Your objective. Return, exactly as written, all lines from the line containing "of the metal" to the end of the entries below, with both ends included.

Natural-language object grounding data

..............................

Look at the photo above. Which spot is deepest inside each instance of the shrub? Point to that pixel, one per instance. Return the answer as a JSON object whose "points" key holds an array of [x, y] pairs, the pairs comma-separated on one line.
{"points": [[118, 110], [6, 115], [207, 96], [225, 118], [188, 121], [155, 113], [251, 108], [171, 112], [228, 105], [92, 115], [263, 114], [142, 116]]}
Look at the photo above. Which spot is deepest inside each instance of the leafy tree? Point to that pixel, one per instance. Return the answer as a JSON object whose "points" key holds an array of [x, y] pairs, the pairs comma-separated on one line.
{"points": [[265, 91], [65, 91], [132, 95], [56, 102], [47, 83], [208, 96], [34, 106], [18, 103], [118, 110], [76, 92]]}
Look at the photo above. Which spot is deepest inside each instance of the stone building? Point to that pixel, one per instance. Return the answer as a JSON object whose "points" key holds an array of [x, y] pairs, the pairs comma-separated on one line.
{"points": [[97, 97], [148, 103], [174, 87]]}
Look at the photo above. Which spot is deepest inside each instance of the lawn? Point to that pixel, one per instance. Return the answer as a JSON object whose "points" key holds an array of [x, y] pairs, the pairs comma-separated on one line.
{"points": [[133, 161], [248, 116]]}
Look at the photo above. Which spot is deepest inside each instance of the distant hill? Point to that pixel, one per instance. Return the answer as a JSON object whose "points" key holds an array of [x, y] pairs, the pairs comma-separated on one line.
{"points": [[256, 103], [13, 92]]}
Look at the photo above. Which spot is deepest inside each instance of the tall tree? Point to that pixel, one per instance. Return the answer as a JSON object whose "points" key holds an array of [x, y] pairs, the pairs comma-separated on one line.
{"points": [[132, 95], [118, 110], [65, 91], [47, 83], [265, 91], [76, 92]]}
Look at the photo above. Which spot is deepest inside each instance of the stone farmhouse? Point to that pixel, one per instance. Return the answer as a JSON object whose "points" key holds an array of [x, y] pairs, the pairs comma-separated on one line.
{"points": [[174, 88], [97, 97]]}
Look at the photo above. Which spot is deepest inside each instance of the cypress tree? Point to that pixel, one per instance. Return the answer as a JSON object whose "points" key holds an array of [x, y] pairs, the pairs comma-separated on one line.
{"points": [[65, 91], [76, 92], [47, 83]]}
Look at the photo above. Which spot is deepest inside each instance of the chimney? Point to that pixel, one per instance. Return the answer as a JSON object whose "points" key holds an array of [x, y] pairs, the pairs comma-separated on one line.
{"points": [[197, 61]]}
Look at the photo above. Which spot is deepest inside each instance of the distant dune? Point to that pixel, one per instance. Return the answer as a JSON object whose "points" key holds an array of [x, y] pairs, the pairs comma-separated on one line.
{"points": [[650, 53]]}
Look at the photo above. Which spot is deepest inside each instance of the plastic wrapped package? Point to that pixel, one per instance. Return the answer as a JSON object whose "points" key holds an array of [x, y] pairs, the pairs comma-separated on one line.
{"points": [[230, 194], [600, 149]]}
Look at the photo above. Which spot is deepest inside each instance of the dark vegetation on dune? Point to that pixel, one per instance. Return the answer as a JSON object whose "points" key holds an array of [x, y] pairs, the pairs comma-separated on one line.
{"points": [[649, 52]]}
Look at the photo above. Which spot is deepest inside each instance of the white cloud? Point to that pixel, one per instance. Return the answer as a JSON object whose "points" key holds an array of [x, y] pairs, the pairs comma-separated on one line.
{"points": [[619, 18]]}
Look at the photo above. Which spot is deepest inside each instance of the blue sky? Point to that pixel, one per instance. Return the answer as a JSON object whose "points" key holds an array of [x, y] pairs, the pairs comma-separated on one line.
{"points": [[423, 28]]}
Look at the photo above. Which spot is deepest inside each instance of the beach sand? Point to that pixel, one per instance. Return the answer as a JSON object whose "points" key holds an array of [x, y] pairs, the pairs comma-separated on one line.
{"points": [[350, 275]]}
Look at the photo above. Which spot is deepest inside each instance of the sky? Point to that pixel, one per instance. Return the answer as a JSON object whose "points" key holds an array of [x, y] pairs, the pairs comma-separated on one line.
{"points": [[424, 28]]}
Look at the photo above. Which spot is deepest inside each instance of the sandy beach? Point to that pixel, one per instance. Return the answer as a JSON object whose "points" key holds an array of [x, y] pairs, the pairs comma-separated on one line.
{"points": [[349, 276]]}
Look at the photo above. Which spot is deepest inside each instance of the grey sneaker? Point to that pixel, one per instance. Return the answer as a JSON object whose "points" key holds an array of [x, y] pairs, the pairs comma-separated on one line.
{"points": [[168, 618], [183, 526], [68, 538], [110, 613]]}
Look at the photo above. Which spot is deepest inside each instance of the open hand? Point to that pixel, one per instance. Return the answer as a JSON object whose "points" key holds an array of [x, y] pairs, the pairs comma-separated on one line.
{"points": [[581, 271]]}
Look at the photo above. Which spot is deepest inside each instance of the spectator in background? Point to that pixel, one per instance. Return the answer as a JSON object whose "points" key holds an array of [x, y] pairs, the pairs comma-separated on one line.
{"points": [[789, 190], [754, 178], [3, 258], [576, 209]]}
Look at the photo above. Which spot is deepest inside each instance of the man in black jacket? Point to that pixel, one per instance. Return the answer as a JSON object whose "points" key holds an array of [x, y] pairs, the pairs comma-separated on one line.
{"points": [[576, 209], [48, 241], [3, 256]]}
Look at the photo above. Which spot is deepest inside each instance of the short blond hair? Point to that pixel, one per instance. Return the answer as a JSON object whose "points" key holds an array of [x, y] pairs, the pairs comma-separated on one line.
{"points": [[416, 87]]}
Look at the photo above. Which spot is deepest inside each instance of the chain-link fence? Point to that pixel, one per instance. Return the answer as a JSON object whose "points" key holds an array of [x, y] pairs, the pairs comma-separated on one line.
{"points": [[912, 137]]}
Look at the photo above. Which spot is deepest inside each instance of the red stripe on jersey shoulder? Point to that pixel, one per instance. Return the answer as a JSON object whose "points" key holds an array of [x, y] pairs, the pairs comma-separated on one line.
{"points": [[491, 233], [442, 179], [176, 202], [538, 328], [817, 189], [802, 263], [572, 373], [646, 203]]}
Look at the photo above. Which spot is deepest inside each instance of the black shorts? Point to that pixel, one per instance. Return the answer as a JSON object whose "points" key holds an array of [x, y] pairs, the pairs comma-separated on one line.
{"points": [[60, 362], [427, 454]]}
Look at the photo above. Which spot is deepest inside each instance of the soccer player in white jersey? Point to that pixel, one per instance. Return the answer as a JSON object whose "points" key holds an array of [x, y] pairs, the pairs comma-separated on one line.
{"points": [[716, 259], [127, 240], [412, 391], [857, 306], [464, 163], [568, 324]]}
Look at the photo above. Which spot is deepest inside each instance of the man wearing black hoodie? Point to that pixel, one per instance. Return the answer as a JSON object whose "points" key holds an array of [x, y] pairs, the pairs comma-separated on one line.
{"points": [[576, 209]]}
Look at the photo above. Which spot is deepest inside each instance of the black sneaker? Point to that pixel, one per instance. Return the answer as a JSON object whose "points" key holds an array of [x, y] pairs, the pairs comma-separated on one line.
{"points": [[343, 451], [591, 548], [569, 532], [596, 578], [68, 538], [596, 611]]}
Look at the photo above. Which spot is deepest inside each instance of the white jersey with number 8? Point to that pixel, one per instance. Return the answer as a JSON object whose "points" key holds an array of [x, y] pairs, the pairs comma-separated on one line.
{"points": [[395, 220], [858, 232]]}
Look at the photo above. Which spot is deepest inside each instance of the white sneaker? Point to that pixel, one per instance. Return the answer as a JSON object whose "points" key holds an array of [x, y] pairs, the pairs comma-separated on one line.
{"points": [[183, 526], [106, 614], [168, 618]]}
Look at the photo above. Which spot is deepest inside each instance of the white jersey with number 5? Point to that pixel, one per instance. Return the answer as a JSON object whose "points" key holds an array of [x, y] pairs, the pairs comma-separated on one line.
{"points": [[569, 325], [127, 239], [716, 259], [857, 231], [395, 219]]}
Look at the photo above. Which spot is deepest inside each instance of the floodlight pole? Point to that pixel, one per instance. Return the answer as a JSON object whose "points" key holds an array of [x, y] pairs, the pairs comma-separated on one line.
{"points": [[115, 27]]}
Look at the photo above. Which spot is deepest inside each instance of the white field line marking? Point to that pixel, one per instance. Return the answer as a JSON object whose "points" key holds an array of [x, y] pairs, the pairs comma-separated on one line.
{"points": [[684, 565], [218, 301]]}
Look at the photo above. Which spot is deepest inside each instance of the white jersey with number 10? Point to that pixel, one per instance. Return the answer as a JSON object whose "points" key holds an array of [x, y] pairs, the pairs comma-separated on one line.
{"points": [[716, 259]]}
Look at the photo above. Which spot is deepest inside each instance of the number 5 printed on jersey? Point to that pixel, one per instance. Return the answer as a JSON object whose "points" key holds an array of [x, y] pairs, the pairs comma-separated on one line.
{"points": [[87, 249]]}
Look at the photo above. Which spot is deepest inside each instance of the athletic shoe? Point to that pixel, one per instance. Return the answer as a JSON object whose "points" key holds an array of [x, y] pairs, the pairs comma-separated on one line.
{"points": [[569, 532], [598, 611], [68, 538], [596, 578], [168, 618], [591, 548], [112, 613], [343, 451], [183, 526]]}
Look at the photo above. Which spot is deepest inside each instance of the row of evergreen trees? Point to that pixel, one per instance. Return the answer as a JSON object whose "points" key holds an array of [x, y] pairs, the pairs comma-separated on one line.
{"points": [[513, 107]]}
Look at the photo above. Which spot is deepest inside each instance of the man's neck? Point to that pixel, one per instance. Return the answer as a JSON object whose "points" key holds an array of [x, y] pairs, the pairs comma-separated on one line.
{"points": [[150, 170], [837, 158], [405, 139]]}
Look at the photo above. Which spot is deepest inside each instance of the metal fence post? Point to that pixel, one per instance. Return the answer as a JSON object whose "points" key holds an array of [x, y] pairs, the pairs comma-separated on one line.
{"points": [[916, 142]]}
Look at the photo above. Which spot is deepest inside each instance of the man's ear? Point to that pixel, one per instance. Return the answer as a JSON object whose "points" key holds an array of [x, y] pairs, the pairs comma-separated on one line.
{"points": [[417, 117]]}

..............................

Output for this task.
Look at the photo above. Which spot is deepest inside each instance of the metal fence post? Point to that pixel, one per instance. Return the answer as a JSON object whose "points" key holds an array of [x, y] pairs, the pairs comma-separated on one line.
{"points": [[916, 142]]}
Look at the photo above. Which spot is deepest inside each instance of the man's ear? Point to that pixel, one per instance. Return the answer as a JSON object whose "points" key holds an array of [x, y] pairs, the pairs comma-separated on one line.
{"points": [[417, 117]]}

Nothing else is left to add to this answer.